Rows from a box-labeling dataset:
:::

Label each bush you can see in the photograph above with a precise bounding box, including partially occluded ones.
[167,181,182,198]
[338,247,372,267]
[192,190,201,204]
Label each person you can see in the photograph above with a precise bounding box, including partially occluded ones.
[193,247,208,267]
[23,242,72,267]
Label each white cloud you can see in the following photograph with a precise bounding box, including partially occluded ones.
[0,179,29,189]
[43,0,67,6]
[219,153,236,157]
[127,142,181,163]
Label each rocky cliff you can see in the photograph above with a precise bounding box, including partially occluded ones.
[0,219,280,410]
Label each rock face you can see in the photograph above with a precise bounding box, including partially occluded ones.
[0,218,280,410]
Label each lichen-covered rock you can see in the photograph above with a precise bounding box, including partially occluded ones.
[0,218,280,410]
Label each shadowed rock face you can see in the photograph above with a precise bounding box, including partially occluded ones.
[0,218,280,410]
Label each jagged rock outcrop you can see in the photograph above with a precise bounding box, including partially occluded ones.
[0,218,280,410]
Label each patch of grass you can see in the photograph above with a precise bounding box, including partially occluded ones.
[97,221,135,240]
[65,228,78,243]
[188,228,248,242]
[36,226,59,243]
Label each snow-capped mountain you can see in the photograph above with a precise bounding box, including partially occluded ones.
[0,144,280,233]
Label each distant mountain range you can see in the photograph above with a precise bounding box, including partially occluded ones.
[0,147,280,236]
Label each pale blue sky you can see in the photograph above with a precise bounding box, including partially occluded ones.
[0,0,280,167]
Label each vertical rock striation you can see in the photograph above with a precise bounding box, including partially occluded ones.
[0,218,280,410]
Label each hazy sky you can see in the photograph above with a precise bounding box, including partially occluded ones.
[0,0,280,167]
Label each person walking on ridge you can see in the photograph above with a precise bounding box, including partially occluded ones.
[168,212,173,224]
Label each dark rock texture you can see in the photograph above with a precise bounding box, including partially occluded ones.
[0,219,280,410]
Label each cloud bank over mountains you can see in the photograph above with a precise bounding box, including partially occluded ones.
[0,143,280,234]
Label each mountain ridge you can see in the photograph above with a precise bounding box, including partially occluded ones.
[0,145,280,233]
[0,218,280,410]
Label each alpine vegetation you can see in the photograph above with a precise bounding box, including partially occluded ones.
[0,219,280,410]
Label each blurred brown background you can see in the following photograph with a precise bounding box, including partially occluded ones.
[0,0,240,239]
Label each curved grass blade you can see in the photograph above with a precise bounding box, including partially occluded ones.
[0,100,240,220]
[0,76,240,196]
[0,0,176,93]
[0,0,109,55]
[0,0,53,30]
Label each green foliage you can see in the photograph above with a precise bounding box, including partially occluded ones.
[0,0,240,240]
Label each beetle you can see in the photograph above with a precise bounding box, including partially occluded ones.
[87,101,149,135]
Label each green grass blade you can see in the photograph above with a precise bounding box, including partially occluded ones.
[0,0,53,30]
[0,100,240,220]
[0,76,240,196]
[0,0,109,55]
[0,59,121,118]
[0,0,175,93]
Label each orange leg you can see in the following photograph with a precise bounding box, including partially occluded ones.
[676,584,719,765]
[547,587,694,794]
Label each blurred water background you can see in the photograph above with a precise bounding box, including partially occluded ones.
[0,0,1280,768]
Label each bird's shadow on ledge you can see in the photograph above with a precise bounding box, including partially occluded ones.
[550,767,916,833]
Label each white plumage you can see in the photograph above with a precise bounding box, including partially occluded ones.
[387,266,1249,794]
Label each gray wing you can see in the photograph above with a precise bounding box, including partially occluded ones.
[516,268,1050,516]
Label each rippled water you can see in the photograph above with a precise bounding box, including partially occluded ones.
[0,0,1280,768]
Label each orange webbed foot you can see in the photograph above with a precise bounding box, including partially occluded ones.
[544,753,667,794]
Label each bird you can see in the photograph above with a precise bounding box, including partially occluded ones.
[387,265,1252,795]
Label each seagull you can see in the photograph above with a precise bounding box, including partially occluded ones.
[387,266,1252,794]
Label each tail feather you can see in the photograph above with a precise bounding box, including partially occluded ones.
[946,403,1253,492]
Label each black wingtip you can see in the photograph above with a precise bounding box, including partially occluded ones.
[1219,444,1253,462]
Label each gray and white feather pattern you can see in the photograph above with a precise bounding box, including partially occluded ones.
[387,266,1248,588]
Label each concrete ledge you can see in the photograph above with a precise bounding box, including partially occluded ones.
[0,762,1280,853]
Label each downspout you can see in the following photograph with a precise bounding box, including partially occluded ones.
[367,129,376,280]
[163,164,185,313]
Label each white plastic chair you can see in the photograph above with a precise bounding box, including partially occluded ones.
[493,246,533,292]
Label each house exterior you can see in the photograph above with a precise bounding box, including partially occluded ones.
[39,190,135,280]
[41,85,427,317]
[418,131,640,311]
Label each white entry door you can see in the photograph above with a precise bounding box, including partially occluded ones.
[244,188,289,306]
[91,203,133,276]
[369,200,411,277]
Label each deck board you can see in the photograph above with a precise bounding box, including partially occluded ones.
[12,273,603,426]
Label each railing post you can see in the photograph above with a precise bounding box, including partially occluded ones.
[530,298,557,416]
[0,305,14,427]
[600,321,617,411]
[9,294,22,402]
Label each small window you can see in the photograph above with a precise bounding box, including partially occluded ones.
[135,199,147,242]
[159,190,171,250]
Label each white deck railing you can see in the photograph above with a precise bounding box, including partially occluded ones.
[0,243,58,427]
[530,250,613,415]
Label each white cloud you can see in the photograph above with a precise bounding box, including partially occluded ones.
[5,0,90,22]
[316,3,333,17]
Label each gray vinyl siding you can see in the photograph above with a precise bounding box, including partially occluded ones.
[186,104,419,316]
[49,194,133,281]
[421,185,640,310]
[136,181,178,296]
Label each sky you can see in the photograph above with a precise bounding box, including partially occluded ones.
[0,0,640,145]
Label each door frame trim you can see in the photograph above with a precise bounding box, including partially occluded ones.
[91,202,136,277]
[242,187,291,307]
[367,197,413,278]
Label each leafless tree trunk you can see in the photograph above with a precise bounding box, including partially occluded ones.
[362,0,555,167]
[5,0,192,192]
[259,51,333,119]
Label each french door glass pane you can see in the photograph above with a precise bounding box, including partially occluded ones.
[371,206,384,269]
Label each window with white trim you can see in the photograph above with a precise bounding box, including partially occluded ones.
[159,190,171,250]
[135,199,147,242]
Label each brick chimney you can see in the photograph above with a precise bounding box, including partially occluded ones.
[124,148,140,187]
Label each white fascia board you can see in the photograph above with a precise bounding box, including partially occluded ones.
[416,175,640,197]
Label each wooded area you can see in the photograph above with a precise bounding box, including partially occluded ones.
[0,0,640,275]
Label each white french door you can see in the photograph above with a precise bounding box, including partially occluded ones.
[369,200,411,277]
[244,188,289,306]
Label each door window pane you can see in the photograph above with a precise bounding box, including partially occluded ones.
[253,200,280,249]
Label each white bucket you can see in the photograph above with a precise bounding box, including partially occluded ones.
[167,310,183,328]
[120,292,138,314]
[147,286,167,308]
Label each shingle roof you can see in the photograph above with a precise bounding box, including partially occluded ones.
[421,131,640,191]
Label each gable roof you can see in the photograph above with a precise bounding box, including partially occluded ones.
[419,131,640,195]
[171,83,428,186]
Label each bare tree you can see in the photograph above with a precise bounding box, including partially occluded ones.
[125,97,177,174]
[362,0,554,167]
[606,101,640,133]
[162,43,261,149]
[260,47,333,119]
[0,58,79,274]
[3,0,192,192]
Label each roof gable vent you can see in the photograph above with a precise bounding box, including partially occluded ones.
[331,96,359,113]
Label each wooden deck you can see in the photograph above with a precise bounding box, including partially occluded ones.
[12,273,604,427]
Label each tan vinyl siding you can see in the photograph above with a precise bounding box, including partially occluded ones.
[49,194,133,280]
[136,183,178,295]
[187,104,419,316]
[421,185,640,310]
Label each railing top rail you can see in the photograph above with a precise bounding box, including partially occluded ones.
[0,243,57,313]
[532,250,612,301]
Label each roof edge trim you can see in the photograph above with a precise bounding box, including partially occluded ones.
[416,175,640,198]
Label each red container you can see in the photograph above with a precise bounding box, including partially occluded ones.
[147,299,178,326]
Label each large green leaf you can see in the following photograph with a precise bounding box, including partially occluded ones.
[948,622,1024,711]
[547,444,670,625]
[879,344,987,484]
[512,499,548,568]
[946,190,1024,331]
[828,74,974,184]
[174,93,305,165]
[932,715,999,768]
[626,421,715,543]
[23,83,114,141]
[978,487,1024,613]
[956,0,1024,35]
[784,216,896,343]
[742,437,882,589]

:::

Put every line from the start of the rows above down through the line containing "[168,212,173,224]" into a Markdown table, skipping blank lines. Use the columns "Line" for the row number and "Content" for the line.

| Line | Content |
|---|---|
| 1 | Label each bush you can see in the photograph above with a precise bounding box, including partially occluded ones. |
| 2 | [167,181,182,198] |
| 3 | [338,247,372,267] |
| 4 | [192,190,201,204] |
| 5 | Label each person you can see in the photograph above with a precise bounding box, including partially occluded ones. |
| 6 | [193,247,208,267] |
| 7 | [23,242,72,267] |
| 8 | Label each white cloud you can see in the following photograph with a precise bounding box, including partially occluded ones. |
| 9 | [0,179,29,189] |
| 10 | [43,0,67,6] |
| 11 | [219,153,236,157] |
| 12 | [127,142,181,163] |
| 13 | Label each rocky cliff you can see in the photograph above with a precise bounding box, including partially occluded ones. |
| 14 | [0,219,280,410] |
| 15 | Label each rock face you can see in the photograph above with a precise bounding box, including partially occluded ones. |
| 16 | [0,218,280,410] |
| 17 | Label each lichen-covered rock you can see in the photograph above with a precise bounding box, including partially occluded ones. |
| 18 | [0,218,280,410] |
| 19 | Label each shadowed rock face you can see in the photograph above with a precise bounding box, including partially occluded ones. |
| 20 | [0,218,280,410] |
| 21 | Label each jagged rock outcrop you can see in the photograph above with a precise bounding box, including partially occluded ones. |
| 22 | [0,218,280,410] |
| 23 | Label each patch of grass you can see in the photograph above with a precise bounding box, including partially occluded ones. |
| 24 | [97,221,135,240] |
| 25 | [65,228,78,243] |
| 26 | [188,228,248,242] |
| 27 | [36,226,59,243] |
| 28 | Label each snow-capped mountain you can see in the photograph above with a precise bounding box, including partially occluded ones. |
| 29 | [0,144,280,233] |
| 30 | Label each distant mountain range you can see in the photograph above with a precise bounding box, including partially occluded ones. |
| 31 | [0,147,280,236] |
| 32 | Label each pale blue sky you can see in the photograph above with a precise bounding box, including partially occluded ones. |
| 33 | [0,0,280,167] |
| 34 | Label each vertical rock striation you can see in the photograph above with a precise bounding box, including partially occluded ones. |
| 35 | [0,218,280,410] |
| 36 | Label each hazy sky you can see in the photograph above with a precise bounding box, including partially occluded ones. |
| 37 | [0,0,280,167] |
| 38 | Label each person walking on ridge you can see in the photograph above with a precise bounding box, including partially occluded ones. |
| 39 | [168,212,173,224] |